(Coordinate annotation entries)
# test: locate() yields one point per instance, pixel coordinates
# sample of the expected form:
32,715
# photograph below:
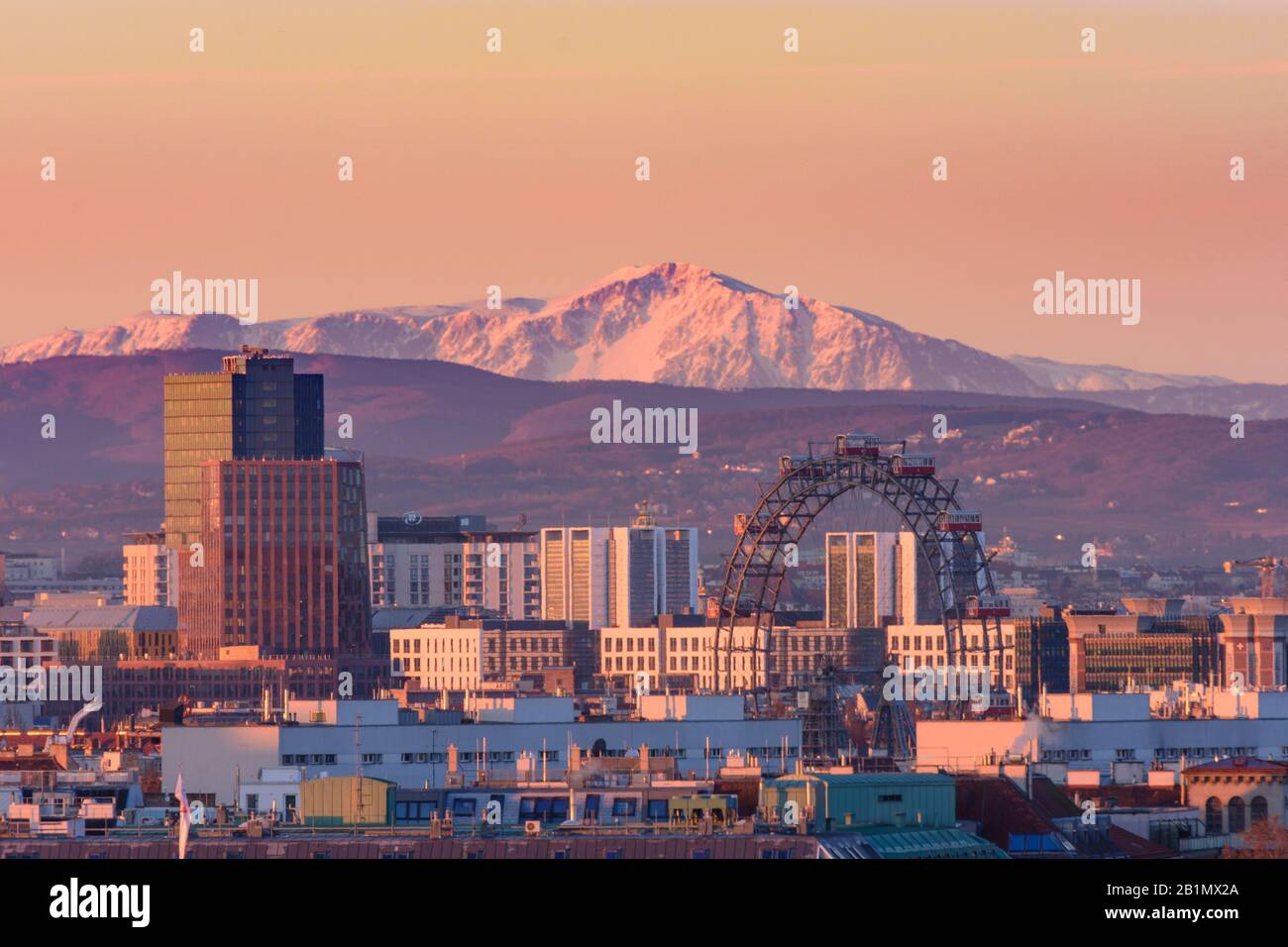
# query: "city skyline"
1113,163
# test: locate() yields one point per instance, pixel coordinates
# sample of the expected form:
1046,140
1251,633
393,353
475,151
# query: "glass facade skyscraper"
257,407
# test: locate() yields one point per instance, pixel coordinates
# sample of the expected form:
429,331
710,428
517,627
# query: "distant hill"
443,437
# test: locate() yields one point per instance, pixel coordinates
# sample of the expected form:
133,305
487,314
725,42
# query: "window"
463,806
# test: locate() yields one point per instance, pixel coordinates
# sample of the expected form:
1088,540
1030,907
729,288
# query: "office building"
257,407
455,562
1141,650
861,579
618,577
284,560
150,570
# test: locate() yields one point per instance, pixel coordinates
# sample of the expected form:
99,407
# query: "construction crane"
1269,567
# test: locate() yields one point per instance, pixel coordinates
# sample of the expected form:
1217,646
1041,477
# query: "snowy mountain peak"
671,322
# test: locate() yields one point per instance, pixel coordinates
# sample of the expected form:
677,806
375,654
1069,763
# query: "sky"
518,167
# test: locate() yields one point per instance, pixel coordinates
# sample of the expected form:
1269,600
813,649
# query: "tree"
1263,839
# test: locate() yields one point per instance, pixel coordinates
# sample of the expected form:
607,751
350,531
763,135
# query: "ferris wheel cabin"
988,607
912,466
858,445
958,521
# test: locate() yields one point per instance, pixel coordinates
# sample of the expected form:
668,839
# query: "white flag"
184,817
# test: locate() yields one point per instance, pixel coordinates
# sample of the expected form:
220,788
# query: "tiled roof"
125,617
1237,764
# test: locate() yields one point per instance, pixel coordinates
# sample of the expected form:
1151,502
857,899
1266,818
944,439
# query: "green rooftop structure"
827,801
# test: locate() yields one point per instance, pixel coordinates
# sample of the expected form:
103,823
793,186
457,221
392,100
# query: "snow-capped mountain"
671,322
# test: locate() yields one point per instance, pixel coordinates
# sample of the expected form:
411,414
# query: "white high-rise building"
861,579
618,577
150,570
490,571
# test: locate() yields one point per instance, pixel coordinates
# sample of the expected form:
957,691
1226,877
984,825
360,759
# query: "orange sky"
518,167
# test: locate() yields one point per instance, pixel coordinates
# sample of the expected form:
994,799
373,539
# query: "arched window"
1237,814
1215,825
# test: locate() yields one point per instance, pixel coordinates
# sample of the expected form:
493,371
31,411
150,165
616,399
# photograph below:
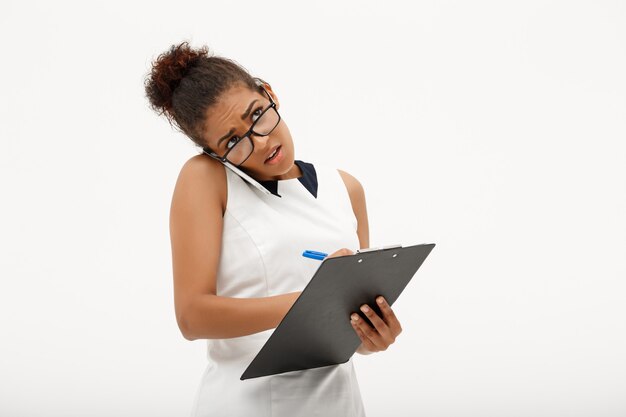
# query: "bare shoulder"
355,189
202,180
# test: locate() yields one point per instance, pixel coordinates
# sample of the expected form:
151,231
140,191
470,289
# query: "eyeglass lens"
265,124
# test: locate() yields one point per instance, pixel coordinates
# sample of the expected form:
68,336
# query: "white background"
494,129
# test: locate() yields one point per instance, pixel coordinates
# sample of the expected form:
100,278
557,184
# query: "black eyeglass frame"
248,133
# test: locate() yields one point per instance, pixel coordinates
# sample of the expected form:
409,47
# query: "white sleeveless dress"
263,240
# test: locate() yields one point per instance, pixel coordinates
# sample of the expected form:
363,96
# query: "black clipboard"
316,331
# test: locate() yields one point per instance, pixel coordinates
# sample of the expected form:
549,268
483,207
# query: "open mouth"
274,154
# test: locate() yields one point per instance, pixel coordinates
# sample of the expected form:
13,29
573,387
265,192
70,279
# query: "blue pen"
314,255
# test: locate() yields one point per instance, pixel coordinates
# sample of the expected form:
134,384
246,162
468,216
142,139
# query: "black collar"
308,179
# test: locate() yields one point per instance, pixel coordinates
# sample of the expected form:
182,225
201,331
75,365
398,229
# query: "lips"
272,154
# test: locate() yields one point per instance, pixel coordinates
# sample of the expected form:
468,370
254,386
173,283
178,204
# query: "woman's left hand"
384,332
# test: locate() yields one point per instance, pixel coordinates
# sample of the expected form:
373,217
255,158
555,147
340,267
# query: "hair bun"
167,72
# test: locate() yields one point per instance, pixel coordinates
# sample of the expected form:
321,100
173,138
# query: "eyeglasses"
240,148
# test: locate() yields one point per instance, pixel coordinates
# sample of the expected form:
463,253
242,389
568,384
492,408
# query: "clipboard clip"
378,248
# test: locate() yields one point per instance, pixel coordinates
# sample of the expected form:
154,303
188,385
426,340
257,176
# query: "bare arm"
357,199
196,220
387,327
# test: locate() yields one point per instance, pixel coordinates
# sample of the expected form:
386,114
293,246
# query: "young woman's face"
232,115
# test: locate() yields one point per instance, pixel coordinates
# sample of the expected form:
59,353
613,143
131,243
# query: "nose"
260,142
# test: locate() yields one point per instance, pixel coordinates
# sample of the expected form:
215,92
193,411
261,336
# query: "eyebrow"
244,116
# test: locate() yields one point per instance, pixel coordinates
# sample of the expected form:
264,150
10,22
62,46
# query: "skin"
196,222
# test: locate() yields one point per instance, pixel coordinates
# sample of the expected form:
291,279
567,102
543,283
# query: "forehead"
226,113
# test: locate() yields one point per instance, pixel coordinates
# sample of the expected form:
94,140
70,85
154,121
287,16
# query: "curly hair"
184,82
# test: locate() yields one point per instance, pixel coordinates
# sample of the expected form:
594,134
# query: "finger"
378,323
370,332
367,343
388,315
341,252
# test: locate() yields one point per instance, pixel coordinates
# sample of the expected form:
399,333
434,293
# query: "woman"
242,213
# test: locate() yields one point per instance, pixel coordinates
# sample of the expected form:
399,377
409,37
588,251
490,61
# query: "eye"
232,142
255,114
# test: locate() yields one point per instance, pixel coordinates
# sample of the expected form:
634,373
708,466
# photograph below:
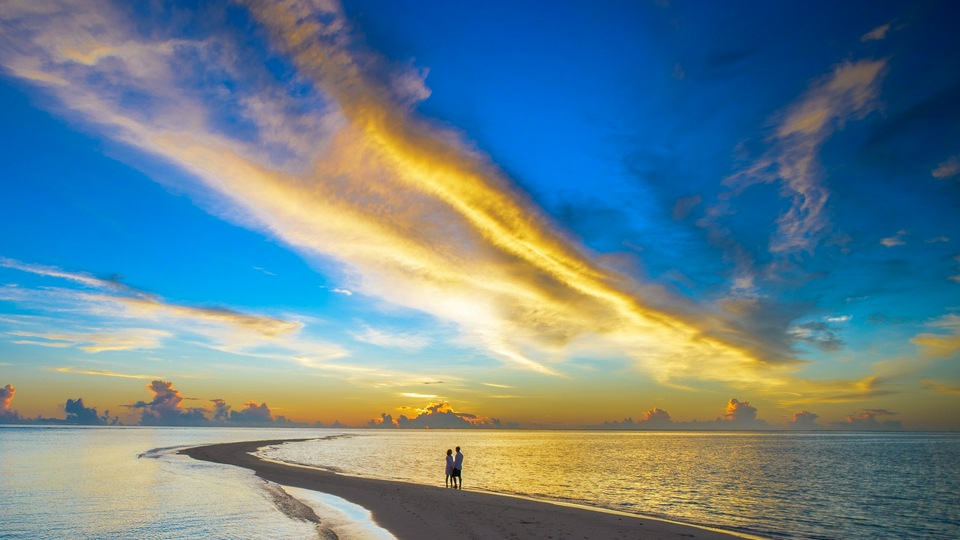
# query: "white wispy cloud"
895,240
413,213
393,340
877,34
104,373
849,92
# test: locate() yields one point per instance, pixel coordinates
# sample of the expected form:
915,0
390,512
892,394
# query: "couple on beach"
454,469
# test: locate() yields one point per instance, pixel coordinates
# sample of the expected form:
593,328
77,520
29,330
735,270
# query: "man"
458,470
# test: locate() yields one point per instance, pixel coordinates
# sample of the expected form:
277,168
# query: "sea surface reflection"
780,485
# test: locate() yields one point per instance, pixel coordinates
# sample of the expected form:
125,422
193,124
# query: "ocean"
72,482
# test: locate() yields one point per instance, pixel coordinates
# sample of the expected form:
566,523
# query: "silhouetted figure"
449,467
458,469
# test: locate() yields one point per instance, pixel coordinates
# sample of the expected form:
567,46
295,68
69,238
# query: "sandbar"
414,511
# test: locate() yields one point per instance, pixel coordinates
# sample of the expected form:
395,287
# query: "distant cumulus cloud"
655,418
165,410
252,413
436,416
803,420
6,397
741,414
947,169
80,414
867,420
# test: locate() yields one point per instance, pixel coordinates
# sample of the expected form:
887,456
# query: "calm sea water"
778,485
60,482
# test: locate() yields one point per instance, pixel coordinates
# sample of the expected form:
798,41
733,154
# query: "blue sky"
557,215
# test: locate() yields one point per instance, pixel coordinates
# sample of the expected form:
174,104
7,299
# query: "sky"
619,214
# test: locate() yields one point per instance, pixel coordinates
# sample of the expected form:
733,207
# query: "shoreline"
413,511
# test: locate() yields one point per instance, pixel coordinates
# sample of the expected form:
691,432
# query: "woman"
449,466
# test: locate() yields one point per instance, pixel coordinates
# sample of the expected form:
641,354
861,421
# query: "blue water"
63,482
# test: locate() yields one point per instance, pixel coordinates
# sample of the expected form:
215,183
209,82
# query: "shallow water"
778,485
72,482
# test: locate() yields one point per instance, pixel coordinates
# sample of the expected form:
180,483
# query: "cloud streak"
413,214
850,92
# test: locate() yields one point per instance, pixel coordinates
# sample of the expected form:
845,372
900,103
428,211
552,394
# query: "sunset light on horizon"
617,215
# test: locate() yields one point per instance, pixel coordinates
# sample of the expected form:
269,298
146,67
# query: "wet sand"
414,512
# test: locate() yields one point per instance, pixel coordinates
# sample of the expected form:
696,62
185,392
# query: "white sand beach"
412,511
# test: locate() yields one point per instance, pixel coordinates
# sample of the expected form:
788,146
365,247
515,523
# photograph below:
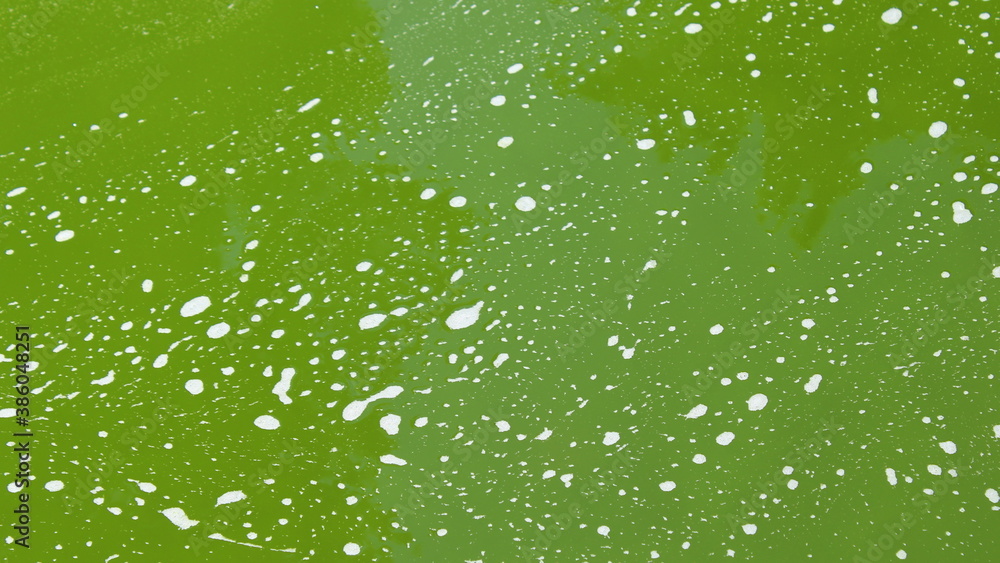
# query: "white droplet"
757,402
266,422
464,318
194,386
892,16
525,203
179,518
371,321
230,497
195,306
813,384
960,214
218,330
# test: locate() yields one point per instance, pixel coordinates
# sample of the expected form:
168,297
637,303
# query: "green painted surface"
802,188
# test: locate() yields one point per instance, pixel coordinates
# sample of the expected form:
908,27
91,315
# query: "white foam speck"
725,438
697,411
230,497
371,321
356,408
464,318
390,423
813,384
283,385
757,402
266,422
194,386
937,129
178,518
195,306
218,330
309,105
106,379
390,459
525,203
892,16
959,213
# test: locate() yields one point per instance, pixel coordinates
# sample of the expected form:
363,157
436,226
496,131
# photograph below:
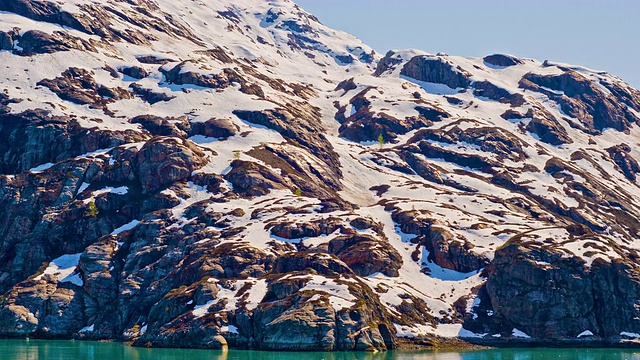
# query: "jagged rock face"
551,296
239,175
435,71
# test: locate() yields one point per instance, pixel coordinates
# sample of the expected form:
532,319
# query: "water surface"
82,350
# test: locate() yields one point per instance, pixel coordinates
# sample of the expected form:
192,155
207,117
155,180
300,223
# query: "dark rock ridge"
547,295
237,175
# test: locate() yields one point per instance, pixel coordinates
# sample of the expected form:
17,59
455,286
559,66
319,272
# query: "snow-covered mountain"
211,173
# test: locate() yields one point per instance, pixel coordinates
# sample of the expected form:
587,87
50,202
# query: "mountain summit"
234,173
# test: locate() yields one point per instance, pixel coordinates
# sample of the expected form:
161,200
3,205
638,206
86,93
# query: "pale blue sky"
604,35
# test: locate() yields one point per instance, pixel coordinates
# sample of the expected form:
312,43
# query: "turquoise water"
79,350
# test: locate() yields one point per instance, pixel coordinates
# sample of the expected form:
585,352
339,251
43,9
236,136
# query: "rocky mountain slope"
234,173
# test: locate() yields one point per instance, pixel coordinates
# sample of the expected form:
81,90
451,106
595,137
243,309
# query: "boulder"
502,60
164,161
436,70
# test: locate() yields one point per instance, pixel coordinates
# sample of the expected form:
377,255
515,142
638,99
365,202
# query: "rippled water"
79,350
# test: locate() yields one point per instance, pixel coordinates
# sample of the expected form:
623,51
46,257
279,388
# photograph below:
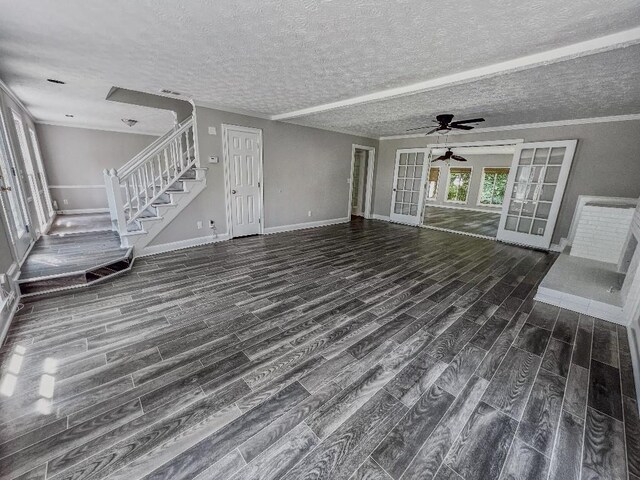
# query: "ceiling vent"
170,92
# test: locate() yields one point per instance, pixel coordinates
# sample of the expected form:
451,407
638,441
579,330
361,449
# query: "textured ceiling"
270,56
598,85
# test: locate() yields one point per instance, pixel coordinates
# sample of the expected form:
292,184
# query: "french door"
244,164
12,201
535,187
408,185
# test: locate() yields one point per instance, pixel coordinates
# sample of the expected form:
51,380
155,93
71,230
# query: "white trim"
490,206
14,97
456,207
368,196
227,186
180,244
428,200
75,186
569,52
524,126
446,192
151,133
582,201
237,111
302,226
83,210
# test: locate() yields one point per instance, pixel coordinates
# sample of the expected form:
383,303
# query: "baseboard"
302,226
558,247
181,244
586,306
83,210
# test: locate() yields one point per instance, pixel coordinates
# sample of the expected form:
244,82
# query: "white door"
31,173
12,201
408,185
244,157
535,187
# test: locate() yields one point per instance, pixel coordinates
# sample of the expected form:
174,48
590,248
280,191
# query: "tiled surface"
366,349
466,221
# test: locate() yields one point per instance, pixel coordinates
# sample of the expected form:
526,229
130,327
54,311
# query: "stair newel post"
118,203
110,200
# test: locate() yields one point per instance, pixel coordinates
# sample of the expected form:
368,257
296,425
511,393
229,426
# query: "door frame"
227,182
425,173
543,241
368,195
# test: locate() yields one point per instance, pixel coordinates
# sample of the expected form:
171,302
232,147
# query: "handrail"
132,189
154,147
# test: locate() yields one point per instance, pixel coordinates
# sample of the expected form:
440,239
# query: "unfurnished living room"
285,239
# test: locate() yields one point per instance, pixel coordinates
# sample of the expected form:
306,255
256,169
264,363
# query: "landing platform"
73,258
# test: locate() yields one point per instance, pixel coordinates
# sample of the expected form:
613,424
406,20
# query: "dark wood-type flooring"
363,350
465,221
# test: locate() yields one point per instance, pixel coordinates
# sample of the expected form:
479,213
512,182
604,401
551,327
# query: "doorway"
467,196
361,181
243,179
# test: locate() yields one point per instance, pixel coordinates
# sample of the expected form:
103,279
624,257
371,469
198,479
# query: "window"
432,183
493,185
458,184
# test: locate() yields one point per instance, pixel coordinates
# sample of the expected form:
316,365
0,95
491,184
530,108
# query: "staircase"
155,186
144,195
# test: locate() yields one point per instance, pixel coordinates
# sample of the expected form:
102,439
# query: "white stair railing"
133,188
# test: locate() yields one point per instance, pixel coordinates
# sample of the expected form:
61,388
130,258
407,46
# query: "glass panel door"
408,185
537,179
12,201
31,174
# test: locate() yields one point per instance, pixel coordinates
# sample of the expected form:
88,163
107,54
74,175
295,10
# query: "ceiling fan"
449,155
445,124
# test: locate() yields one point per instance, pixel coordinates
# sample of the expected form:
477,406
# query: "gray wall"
477,162
607,162
304,169
76,157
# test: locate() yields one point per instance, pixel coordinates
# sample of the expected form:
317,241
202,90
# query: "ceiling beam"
580,49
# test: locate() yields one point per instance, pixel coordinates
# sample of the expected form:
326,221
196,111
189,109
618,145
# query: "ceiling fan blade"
420,128
471,120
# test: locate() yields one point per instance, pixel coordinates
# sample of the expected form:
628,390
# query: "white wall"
607,162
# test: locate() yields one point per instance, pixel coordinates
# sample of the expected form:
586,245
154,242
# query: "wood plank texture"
365,350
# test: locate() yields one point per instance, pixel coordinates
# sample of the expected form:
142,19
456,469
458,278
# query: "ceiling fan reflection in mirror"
445,124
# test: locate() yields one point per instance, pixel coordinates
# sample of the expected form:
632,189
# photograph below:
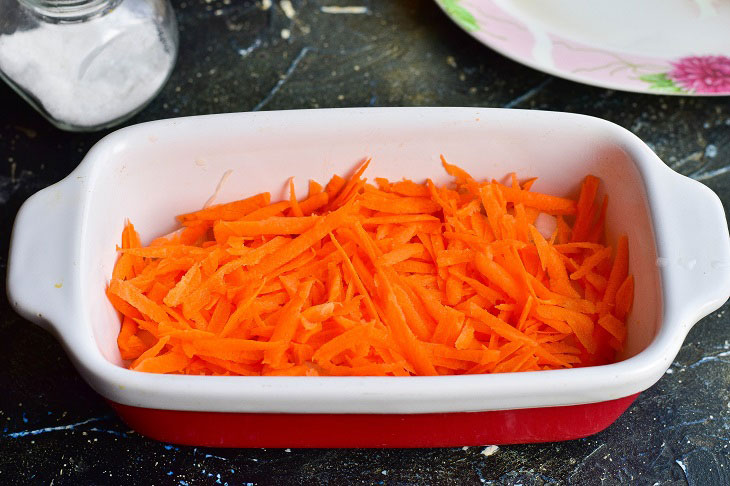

■ Description of the task:
Tally the lines in the items above that contain the string "cloud". Reply with the number alone.

■ Correct answer:
3